BEGIN Data entries

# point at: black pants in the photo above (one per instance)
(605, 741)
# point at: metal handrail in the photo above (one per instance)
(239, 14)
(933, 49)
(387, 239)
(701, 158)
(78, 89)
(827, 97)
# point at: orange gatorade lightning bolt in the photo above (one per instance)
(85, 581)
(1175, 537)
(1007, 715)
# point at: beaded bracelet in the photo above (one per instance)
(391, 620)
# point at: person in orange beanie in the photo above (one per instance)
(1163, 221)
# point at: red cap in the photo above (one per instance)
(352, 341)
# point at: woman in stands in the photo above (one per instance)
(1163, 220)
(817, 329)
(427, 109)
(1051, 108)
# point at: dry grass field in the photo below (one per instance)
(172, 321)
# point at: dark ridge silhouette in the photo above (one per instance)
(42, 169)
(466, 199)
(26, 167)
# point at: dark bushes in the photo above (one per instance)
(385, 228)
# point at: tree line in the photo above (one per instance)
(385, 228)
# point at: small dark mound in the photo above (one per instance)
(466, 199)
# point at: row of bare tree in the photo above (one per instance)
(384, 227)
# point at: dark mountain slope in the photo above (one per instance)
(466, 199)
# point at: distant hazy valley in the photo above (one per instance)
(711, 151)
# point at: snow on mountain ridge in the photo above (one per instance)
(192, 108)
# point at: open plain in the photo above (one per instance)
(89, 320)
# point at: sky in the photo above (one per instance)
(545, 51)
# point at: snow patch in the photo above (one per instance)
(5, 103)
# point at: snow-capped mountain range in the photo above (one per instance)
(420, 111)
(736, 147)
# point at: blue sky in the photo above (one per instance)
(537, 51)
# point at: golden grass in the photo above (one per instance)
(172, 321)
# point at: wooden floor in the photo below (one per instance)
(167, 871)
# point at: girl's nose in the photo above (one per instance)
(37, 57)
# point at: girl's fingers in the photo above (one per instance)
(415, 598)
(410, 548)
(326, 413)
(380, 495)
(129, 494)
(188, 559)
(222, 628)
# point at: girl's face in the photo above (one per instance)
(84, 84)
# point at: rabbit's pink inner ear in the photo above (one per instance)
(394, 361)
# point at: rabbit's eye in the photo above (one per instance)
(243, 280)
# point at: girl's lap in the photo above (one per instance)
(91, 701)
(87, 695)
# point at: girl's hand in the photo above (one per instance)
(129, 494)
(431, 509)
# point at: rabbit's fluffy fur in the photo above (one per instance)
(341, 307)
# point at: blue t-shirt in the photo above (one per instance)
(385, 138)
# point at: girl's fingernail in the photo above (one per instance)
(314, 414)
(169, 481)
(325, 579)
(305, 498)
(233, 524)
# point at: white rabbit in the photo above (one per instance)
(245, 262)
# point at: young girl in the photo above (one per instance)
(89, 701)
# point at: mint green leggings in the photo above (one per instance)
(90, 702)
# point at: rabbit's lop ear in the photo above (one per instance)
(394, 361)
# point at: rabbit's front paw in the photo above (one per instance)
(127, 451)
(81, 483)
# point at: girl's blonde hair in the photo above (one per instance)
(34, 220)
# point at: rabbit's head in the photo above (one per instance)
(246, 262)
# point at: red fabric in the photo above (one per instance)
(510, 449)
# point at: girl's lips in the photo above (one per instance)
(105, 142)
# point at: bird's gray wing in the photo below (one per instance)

END Data entries

- _Task prompt_:
Arrange all of the records above as a numbered list, one line per item, with blank lines omitted.

- _The completed task_:
1. # point at: black pants in the photo above (one per instance)
2. (605, 741)
3. # point at: metal handrail in the photo above (one per instance)
4. (239, 14)
5. (933, 49)
6. (387, 239)
7. (701, 158)
8. (78, 89)
9. (827, 97)
10. # point at: orange gatorade lightning bolt in the photo above (one per instance)
11. (85, 581)
12. (1175, 537)
13. (1007, 715)
14. # point at: beaded bracelet in the photo above (one per instance)
15. (391, 620)
16. # point at: person in orange beanie in the photo above (one per instance)
17. (1163, 221)
18. # point at: red cap in the photo above (one per instance)
19. (352, 341)
20. # point at: woman in stands in the photo above (one per instance)
21. (1163, 220)
22. (817, 329)
23. (427, 109)
24. (1051, 108)
25. # point at: dry grass field in the photo below (one per instance)
26. (172, 321)
27. # point at: dark ridge silhouette in the photo above (one per instance)
28. (42, 169)
29. (466, 199)
30. (26, 167)
31. # point at: dark bushes in the photo above (one per instance)
32. (385, 228)
33. # point at: tree line in the photo above (one per instance)
34. (385, 228)
35. # point at: small dark mound in the photo above (one per instance)
36. (466, 199)
37. # point at: row of bare tree in the photo above (one per instance)
38. (384, 227)
39. # point at: dark mountain slope in the photo above (one per instance)
40. (466, 199)
41. # point at: distant hazy valley in the photo above (one per instance)
42. (711, 151)
43. # point at: snow on mountain ridge in the photo above (one per instance)
44. (192, 108)
45. # point at: open plain in the photo above (one per instance)
46. (89, 320)
47. # point at: sky in the photo above (one per instance)
48. (545, 51)
49. # point at: snow patch in the photo above (one per instance)
50. (5, 103)
51. # point at: snow-capped mountain range in the photo above (one per instance)
52. (420, 111)
53. (736, 147)
54. # point at: blue sky in the photo above (one per instance)
55. (537, 51)
56. # point at: golden grass in the photo above (one per instance)
57. (172, 321)
58. # point at: wooden floor in the photo below (one per instance)
59. (167, 871)
60. # point at: girl's nose in the photo above (one per instance)
61. (37, 57)
62. # point at: girl's fingers in the photo above (one per instance)
63. (415, 598)
64. (410, 548)
65. (326, 413)
66. (380, 495)
67. (129, 494)
68. (188, 559)
69. (222, 628)
70. # point at: girl's face in the photo above (one per instance)
71. (84, 84)
72. # point at: rabbit's pink inner ear in the photo above (one per instance)
73. (394, 361)
74. # point at: rabbit's eye in the photo above (one per instance)
75. (243, 280)
76. # point at: girl's lap in the photo above (one per instance)
77. (91, 701)
78. (87, 695)
79. # point at: girl's hand in the photo above (one per instance)
80. (129, 494)
81. (431, 509)
82. # point at: rabbit's fluffy fur in the photo above (one per instance)
83. (341, 307)
84. # point at: blue t-shirt in the photo above (one per instance)
85. (385, 138)
86. # point at: girl's fingernail in the photo above (one per instance)
87. (314, 414)
88. (169, 481)
89. (325, 579)
90. (305, 498)
91. (233, 524)
92. # point at: white rabbit in the photo above (one per instance)
93. (245, 262)
94. # point at: young girl in the photo above (one per instance)
95. (89, 701)
96. # point at: mint green leggings in the photo above (one per instance)
97. (90, 702)
98. # point at: rabbit's lop ear in the photo above (one per instance)
99. (394, 361)
100. # point at: rabbit's front paw in the photo above (one per instance)
101. (127, 451)
102. (81, 483)
103. # point at: girl's blonde hair in the photo above (one per instance)
104. (34, 220)
105. # point at: rabbit's head in the photo above (one per instance)
106. (246, 262)
107. # point at: red fabric in the photo above (one per instance)
108. (510, 449)
109. # point at: girl's lips in the photo above (one per instance)
110. (105, 142)
111. # point at: bird's gray wing in the photo below (one per instance)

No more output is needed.